PROBLEM REQUIREMENTS
Copy the items word for word, from the first line through the line that contains "box: [14, 13, 435, 274]".

Items listed in a dataset:
BEGIN

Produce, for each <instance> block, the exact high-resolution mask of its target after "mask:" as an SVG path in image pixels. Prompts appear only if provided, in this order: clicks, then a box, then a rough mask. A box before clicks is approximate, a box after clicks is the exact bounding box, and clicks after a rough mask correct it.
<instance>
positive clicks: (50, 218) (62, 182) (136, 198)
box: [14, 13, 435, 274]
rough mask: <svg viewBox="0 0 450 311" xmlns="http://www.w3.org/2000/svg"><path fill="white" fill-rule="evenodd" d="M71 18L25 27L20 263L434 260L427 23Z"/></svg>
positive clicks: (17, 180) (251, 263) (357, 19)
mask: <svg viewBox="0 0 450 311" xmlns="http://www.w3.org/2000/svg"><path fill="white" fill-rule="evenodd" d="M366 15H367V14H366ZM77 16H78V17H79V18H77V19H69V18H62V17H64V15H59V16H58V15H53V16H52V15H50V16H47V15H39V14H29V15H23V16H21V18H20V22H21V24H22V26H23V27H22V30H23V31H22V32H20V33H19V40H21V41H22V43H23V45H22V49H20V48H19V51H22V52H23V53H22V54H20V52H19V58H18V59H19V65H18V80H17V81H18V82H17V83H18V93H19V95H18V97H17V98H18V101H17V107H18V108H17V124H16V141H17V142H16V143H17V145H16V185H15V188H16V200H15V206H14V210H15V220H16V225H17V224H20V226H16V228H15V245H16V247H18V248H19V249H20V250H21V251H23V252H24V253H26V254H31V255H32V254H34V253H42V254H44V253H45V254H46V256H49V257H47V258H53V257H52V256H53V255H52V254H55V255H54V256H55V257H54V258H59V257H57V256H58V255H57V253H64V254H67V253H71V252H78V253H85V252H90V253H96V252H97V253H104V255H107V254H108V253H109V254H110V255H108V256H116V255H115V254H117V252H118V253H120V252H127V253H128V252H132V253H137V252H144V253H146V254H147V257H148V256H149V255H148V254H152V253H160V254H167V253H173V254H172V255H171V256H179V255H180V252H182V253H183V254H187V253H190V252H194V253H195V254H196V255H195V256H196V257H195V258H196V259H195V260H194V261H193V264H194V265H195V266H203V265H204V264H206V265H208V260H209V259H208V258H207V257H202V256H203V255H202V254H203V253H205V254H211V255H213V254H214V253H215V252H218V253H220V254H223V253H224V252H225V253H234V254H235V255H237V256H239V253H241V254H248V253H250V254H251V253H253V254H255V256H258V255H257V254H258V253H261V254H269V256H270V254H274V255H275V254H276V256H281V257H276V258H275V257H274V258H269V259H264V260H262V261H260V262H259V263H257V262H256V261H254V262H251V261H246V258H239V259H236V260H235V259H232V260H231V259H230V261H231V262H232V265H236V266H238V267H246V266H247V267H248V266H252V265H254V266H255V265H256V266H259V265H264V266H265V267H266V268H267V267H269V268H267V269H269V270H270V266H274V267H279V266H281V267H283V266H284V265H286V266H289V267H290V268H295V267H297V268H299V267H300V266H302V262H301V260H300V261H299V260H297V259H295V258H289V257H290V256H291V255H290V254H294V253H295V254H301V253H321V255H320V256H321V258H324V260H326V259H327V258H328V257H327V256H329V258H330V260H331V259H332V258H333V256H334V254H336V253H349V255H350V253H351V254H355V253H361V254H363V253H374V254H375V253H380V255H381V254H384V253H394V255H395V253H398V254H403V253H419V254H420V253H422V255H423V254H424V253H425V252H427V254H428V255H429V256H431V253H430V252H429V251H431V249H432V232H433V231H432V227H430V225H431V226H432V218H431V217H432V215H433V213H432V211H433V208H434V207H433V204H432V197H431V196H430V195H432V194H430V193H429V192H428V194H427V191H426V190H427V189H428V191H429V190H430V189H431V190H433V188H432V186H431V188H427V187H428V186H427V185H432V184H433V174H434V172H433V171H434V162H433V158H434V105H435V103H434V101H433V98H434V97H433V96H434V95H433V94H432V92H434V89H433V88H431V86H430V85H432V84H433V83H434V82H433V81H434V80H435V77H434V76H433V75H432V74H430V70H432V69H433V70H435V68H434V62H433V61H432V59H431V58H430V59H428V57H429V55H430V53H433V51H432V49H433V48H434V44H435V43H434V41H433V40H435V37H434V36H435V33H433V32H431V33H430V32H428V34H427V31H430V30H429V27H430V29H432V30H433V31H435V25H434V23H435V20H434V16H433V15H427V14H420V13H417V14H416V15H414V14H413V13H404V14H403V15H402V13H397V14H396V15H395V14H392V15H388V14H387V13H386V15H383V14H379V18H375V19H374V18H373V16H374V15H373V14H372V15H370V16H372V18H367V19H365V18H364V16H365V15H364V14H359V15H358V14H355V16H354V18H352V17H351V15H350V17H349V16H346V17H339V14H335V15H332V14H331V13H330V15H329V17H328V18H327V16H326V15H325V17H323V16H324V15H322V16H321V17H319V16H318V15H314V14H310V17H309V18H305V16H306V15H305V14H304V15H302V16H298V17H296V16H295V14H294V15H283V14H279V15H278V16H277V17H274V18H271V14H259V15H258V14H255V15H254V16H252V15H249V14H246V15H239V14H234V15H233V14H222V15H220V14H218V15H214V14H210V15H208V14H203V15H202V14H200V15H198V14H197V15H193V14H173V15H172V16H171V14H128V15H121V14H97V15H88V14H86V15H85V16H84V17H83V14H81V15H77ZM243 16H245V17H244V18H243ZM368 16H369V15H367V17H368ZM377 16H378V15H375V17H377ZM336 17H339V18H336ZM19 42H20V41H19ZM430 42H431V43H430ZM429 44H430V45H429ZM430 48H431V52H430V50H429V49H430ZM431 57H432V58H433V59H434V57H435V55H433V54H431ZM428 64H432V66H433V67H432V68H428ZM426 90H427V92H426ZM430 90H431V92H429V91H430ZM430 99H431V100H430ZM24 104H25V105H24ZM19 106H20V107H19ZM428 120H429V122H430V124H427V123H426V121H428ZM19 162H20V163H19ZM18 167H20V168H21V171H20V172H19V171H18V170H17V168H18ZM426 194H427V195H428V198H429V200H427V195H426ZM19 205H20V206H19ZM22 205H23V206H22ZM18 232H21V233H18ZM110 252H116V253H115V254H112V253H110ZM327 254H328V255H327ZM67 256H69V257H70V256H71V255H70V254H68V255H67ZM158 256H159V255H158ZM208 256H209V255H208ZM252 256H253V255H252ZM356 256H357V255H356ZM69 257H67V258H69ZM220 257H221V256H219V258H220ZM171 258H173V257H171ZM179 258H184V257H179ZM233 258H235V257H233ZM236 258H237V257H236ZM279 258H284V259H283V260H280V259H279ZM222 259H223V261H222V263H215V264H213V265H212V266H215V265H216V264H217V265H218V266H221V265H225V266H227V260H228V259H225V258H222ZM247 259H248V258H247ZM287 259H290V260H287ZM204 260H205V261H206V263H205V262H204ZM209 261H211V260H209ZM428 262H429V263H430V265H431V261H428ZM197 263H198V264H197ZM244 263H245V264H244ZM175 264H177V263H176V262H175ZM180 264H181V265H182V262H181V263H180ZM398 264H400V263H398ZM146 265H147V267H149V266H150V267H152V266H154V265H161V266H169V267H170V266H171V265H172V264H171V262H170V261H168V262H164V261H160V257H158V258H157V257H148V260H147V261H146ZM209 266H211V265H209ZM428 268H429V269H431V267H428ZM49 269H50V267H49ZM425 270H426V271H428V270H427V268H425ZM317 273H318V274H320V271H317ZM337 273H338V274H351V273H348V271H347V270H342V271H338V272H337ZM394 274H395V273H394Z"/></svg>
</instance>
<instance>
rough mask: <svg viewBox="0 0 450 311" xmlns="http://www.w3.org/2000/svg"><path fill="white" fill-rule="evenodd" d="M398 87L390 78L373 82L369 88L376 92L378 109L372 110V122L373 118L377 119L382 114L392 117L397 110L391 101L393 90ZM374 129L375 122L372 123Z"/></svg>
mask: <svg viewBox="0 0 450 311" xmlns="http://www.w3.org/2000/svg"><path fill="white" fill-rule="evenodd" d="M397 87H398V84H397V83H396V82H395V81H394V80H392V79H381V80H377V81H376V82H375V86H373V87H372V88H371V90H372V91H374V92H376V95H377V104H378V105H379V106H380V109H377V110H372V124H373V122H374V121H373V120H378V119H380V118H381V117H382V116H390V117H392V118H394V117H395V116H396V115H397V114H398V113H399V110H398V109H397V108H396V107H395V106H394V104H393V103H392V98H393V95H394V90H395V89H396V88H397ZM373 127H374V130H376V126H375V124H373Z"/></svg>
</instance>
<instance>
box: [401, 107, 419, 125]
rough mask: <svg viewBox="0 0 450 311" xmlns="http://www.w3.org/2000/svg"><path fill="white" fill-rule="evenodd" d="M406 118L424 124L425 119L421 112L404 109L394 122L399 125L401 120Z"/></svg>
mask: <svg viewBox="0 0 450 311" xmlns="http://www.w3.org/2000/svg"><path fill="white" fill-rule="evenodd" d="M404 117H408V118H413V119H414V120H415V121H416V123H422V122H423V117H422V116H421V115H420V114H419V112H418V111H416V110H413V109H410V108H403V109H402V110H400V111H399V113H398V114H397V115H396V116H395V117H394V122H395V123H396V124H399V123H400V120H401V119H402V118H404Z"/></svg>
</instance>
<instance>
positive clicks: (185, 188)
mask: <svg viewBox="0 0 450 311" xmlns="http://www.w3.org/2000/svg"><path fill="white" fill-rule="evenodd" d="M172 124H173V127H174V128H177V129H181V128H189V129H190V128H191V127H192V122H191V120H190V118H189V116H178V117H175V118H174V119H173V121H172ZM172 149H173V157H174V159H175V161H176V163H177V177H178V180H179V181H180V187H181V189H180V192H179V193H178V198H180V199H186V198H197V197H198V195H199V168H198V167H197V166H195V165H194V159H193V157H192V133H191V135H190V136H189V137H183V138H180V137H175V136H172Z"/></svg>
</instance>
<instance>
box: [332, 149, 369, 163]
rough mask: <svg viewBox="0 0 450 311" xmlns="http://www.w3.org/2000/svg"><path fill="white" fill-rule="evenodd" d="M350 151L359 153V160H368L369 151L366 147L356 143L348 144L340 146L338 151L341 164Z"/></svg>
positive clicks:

END

EXERCISE SOLUTION
Produce, for each <instance> block, the exact high-resolution mask of its target after "mask:" as an SVG path in image pixels. Prompts appear only if provided, in this order: clicks, then a box, then a rough mask. A box before clicks is approximate, a box after clicks is the exact bounding box, and clicks after a rough mask correct it.
<instance>
positive clicks: (50, 218) (62, 182) (136, 198)
box: [14, 13, 435, 274]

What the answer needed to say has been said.